══ Tekst strony

|
Chcesz wiedzieć więcej? Zamów dobrą książkę. Propozycje Racjonalisty: | | |
|
|
|
|
Kultura » Sztuka
Frederick Delius i jego ateistyczna msza [1] Autor tekstu: Jacek Tabisz
Nie tak dawno skarżyłem się na tych łamach na rozmodlenie obecne
nadal w tematyce kompozycji muzyki klasycznej. Wśród nader nielicznych kompozytorów, którzy dzielnie deklarowali swój
ateizm wymieniłem wówczas Fredericka Deliusa (1862 — 1934). Jakby wychodząc
naprzeciw moim potrzebom melomana firma EMI wznowiła niedawno w serii British
Composers pochodzące z roku 1968 nagranie Deliusowej „A Mass of Life" w wykonaniu London Philharmonic Choir & Orchestra pod batutą Sira Charlesa
Grovesa i przy współudziale znakomitych śpiewaków — Heather Harper
(sopran), Heleny Watts (kontralt), Roberta Teara (tenor) i Benjamina Luxona
(baryton). „Msza
Życia" została ostatecznie opatrzona przez swojego twórcę datą 1904 -
5, choć jej najważniejsze części przedstawił już Delius na poświęconym
sobie londyńskim benefisie w roku 1899, czyli niemal równo na przełomie wieków.
Były to bardzo ważne czasy dla rozwoju muzyki klasycznej. Kończył się
romantyzm, zbyt już długo zajmujący wyobraźnię twórców. Jego powolne
odchodzenie (trwające w krajach skandynawskich niemal do połowy XX wieku)
paradoksalnie okraszone było niezwykłą wręcz monumentalizacją aparatu
wykonawczego. Gustav Mahler szukając nowych form wyrazu nie sprzeciwiał się
wielkim maszynom orkiestrowym — stosując politonalność, secesyjną płaszczyznowość,
orientalizujące bogactwo barw orkiestrowych, podskórną, na swój sposób
neobarokową polifonię, kończył właśnie swoją sławną IV symfonię. Jego
główny rywal w świecie niemieckojęzycznym, Richard Strauss, dopiero w 1905
miał skomponować genialną Salome. Jednakże w latach 1895 — 99 skomponował
już swoje należące do grona muzycznych arcydzieł poematy muzyczne — Dyl
Sowizdrzał, Tako rzecze Zaratustra, Don Kichot i Życie bohatera. W najbardziej
patetycznym wśród nich, w „Tako rzecze Zaratustra" inspiracją dla
Straussa, podobnie jak dla Deliusa stała się twórczość i myśl filozoficzna
Nietzschego. W przeciwieństwie do Deliusa jednakże Straussa nazwać można nie
tyle ateistą, co hedonistycznym politeistą, co stanowi równie rzadką opcję
światopoglądową wśród kompozytorów.

════
══ Dostarczone rekordy

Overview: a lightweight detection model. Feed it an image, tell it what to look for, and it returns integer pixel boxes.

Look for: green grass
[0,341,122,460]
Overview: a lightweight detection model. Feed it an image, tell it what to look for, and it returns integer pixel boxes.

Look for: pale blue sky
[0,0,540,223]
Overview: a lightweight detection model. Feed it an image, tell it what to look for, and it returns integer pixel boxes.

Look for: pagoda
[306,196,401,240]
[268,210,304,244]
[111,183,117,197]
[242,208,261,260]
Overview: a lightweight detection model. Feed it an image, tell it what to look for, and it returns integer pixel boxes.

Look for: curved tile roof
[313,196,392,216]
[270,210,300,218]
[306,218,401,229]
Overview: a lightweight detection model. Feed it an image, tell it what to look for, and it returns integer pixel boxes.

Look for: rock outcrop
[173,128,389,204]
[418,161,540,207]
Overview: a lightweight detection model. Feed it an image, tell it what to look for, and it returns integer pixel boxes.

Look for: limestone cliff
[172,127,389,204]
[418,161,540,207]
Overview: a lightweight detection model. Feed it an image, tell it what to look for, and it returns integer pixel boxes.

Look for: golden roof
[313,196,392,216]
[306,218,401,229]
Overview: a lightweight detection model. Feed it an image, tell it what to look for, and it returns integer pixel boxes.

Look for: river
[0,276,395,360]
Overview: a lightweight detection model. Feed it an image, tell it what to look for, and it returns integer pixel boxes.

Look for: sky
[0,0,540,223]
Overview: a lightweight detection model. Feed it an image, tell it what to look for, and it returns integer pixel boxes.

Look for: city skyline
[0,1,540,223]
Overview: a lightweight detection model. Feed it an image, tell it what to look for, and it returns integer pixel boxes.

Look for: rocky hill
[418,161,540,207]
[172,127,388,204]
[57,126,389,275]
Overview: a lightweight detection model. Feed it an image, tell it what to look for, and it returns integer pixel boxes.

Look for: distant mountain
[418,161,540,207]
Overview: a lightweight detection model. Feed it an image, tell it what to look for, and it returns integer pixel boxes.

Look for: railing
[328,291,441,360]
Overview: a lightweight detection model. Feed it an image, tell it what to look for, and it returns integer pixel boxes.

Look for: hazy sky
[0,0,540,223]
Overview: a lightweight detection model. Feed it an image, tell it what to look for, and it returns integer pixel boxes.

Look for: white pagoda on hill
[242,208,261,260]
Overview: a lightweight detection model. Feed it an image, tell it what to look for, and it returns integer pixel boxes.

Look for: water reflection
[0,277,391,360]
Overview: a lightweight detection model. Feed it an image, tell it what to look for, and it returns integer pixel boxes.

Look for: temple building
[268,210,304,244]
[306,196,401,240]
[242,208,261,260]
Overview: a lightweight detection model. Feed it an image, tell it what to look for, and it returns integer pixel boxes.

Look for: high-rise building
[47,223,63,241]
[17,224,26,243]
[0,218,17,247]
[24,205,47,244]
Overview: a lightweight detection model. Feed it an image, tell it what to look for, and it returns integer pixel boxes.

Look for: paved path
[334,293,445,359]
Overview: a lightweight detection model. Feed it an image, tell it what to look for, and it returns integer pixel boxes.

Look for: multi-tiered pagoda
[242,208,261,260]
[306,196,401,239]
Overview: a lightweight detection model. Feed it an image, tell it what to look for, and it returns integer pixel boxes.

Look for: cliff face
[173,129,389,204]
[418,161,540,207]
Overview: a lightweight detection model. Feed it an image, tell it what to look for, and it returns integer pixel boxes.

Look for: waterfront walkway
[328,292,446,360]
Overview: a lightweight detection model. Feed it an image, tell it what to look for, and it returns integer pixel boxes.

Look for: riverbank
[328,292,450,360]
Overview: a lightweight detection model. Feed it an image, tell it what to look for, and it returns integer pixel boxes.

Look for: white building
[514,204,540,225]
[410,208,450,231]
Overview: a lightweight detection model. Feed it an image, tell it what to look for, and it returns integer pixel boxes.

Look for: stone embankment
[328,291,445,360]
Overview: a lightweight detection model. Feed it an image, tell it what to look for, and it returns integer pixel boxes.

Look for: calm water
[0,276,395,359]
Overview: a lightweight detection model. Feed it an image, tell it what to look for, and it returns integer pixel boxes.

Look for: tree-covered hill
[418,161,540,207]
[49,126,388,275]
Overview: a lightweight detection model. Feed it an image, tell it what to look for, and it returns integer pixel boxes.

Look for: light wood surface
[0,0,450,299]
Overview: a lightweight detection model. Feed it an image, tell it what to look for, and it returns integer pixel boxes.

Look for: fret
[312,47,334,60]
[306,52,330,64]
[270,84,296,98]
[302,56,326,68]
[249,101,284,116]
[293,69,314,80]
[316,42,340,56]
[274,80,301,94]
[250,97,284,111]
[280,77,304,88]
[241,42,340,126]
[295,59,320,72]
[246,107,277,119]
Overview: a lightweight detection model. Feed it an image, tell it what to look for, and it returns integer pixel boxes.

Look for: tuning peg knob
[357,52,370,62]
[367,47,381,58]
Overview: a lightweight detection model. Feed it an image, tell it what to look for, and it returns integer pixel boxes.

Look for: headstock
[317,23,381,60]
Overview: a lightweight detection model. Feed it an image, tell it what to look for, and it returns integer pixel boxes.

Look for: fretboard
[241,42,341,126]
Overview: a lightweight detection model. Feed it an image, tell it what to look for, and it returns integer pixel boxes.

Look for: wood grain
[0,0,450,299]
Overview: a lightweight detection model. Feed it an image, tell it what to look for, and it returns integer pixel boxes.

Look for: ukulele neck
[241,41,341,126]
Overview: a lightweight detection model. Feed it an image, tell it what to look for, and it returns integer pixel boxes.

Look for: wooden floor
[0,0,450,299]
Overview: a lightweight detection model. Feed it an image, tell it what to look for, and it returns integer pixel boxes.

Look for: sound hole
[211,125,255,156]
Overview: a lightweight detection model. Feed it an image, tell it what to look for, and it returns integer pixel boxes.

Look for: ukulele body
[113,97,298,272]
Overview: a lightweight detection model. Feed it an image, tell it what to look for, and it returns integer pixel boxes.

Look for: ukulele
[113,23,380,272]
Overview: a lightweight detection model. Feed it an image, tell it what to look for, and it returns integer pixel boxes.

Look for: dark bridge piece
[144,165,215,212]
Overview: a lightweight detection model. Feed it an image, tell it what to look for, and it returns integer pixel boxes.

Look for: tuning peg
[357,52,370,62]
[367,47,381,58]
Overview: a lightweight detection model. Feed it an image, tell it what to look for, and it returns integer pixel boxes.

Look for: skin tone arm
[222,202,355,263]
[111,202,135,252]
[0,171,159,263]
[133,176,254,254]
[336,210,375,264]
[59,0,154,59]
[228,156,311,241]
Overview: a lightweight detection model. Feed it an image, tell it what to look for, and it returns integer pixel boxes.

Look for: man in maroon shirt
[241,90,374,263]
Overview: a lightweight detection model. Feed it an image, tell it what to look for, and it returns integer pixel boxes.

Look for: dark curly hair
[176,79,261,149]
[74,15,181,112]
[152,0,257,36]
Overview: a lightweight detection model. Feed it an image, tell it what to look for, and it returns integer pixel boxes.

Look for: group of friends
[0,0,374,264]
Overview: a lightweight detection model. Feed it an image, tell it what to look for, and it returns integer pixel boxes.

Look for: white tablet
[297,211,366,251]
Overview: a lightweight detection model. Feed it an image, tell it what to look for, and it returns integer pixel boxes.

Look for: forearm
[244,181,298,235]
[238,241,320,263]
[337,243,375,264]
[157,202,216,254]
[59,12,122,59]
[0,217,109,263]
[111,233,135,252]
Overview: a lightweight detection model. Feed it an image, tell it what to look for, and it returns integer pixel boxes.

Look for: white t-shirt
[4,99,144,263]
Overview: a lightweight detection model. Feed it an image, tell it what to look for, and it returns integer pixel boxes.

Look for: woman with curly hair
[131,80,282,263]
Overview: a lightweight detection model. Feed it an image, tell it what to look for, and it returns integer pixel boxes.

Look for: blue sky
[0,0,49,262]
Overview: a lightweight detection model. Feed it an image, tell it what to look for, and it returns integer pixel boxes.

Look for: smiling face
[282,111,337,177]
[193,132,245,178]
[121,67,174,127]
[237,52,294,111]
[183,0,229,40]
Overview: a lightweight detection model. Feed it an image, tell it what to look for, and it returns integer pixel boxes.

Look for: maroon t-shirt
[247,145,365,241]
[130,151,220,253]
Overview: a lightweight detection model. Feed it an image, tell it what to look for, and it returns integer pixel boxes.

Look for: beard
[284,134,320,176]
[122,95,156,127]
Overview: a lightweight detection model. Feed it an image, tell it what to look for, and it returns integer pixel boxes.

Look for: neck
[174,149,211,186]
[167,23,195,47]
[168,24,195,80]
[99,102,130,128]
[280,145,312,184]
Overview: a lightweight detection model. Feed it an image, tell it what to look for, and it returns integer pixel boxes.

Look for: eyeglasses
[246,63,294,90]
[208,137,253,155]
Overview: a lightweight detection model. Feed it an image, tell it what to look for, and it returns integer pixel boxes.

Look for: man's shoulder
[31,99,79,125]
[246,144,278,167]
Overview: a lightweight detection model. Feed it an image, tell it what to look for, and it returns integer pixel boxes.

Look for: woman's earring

════

### Polecenie A
Zwróć bez żadnych zmian fragment artykułu o Deliusie od „Były to bardzo” do „połowy XX wieku)”.
### Polecenie B
Odpowiedz na podstawie artykułu o Deliusie:
(i) Kto dyrygował nagraniem „A Mass of Life” z roku 1968?
(ii) W którym roku Delius przedstawił najważniejsze części „Mszy Życia” na londyńskim benefisie?
(iii) Jakie dzieło Richard Strauss miał skomponować w 1905 roku?
### Polecenie C
Rozbuduj artykuł o Deliusie i jego ateistycznej mszy, pisząc dalszy ciąg od miejsca, w którym tekst się kończy.
Rekordy nie mają związku z artykułem o Deliusie.

### Odpowiedź A
Były to bardzo ważne czasy dla rozwoju muzyki klasycznej. Kończył się
romantyzm, zbyt już długo zajmujący wyobraźnię twórców. Jego powolne
odchodzenie (trwające w krajach skandynawskich niemal do połowy XX wieku)

### Odpowiedź B
(i) Sir Charles Groves.
(ii) W roku 1899.
(iii) Salome.

### Odpowiedź C
Podobnie jak Mahler eksperymentował
Strauss z tonalnością, tworząc jednak nie tyle utwory politonalne, co
wykorzystując wszystkie tony skali, bez ograniczeń płynących z klucza
harmonicznego. Dla obydwu wielkich artystów inspiracją był Wagner, którego
„Tristan i Izolda", czy niektóre fragmenty „Pierścienia Nibelungów"
dochodziły już do granic języka tonalnego, w absolutnie natchniony sposób
nota bene.
Wagner ciążył widmem swojego geniuszu na tej epoce i ciężko było
się do niego nie odnieść. Zarówno ci, którzy to czynili otwarcie, jak i ci,
którzy ze wszelkich sił z nim zrywali, nie ustrzegli się daleko idących wpływów
kompozytora z Bayreuth. Choć Wagner pokłócił się z Nietzschem (a z kim się
nie kłócił?!), to frapowały go podobne tematy — między innymi ultra
humanistycznie ujęty Człowiek, pytania o granice jego ekspresji i o wymiary
szczęścia, czy też „pełni" w całkowitym oderwaniu od wciąż obowiązującej
większość chrześcijańskiej, antyludzkiej w swej istocie, dogmatyki. Zarówno
Mahler, jak i Strauss starali się jednakże stanąć w pewnej opozycji wobec
romantycznego patosu Wagnera. Strauss posługiwał się tu humorem i poetyką
subiektywnie odczuwanej codzienności, z kolei Mahler, którego estetyka
najbardziej pasuje do tej obecnej w sztukach plastycznych związanych z nurtem
austriackiej secesji (stąd Klimt często goszczący na okładkach płyt z jego
muzyką), nie miał zbyt wiele humoru. Starał się raczej zmieszać wzniosłość
swoich tematów z przerażającą niekiedy banalnością codziennego życia społecznego,
zapowiadając muzyczny ekspresjonizm.
Obraz
epoki Deliusa, wpływającej na jego własne wybory estetyczne, byłby
zdecydowanie niepełny, gdybym nie wspomniał o Francji, gdzie ów Brytyjczyk
niemieckiego pochodzenia miał spędzić większość swojego twórczego życia.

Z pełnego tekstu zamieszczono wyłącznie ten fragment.